> RECORDS SUPPLIED
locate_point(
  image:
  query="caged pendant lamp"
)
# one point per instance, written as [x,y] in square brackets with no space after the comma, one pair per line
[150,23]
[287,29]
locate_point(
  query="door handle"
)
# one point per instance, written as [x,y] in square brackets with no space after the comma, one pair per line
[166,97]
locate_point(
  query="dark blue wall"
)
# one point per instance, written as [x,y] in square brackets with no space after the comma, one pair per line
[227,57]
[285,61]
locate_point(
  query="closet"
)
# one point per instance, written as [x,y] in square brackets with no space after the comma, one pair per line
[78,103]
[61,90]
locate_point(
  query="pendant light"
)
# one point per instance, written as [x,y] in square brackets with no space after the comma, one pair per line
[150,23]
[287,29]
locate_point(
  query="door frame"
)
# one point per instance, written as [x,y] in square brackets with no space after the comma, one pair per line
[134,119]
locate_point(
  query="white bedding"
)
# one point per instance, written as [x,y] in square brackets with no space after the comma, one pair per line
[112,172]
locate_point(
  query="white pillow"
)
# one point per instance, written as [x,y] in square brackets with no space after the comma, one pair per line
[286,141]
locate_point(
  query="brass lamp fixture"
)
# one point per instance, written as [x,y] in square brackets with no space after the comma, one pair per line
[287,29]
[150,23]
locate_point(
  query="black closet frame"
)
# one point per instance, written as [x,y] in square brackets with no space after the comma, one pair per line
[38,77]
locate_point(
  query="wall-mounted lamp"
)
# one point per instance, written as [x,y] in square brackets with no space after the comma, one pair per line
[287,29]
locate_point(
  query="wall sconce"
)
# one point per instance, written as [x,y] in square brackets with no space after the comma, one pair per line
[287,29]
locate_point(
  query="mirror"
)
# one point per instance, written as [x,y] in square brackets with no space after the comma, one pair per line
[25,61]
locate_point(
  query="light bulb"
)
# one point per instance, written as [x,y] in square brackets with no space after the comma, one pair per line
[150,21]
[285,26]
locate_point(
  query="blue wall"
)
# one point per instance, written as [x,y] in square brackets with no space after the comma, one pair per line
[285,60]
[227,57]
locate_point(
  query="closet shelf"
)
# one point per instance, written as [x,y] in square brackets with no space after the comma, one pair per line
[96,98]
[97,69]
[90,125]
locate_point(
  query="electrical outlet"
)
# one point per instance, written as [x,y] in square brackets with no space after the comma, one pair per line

> ASSIGNMENT
The complete listing, unchanged, is the expected answer.

> FINAL ANSWER
locate_point(
  image:
  query="caged pendant lamp"
)
# one point per instance, written as [x,y] in square brackets with no space after the comma, one pair per line
[150,23]
[287,29]
locate_point(
  query="door handle"
)
# one point per instance, written as [x,y] in square brackets with no space after the comma, one pair per line
[166,97]
locate_point(
  query="dark blue wall"
)
# one point per instance, written as [x,y] in square brackets with no space after the comma, one pair per line
[227,57]
[285,61]
locate_point(
  query="closet"
)
# one point per instance, written as [x,y] in square brackets with no space after the comma, one pair per line
[78,103]
[61,90]
locate_point(
  query="pendant light"
)
# one point per instance, written as [x,y] in square brackets with no space after the comma, one pair per line
[150,23]
[287,29]
locate_point(
  query="door frame"
)
# one point per instance, written as [x,y] in square brackets with no space after the comma, one pair per line
[134,119]
locate_point(
  query="white bedding"
)
# one point per instance, written as [x,y] in square brackets with no space after the comma, one pair per line
[112,172]
locate_point(
  query="white pillow"
)
# one point per instance, written as [x,y] in square brackets with no space after the comma, one pair per line
[286,141]
locate_point(
  query="brass lamp fixture"
)
# one point per instance, written as [x,y] in square brackets with no space after the comma, one pair per line
[287,29]
[150,23]
locate_point(
  query="black closet frame"
)
# one point per instance, written as [x,y] in square brackets with no space after the comma, one pair per line
[38,77]
locate_point(
  query="wall-mounted lamp"
)
# one point per instance, written as [x,y] in square brackets with no space after the comma, one pair per line
[287,29]
locate_point(
  query="wall sconce"
)
# one point per instance, written as [x,y] in square brackets with no space after the comma, one pair per line
[287,29]
locate_point(
  query="mirror"
)
# one point per instance, written as [x,y] in square brackets with no space after the comma, one pair per line
[25,61]
locate_point(
  query="light bulb"
)
# one point per instance, written as [x,y] in square brackets with no space after the comma, one pair per line
[150,21]
[285,26]
locate_point(
  query="blue wall"
)
# one point per instance, written as [x,y] in square brackets with no space after the comma, one pair per line
[285,60]
[227,57]
locate_point(
  query="closet shelf"
)
# one point per instance, written as [x,y] in square brackets with no space after the comma, one pair per line
[96,98]
[97,69]
[90,125]
locate_point(
  query="electrical outlet"
)
# one point per instance, written as [x,y] in square brackets with no space after the comma, one pair per line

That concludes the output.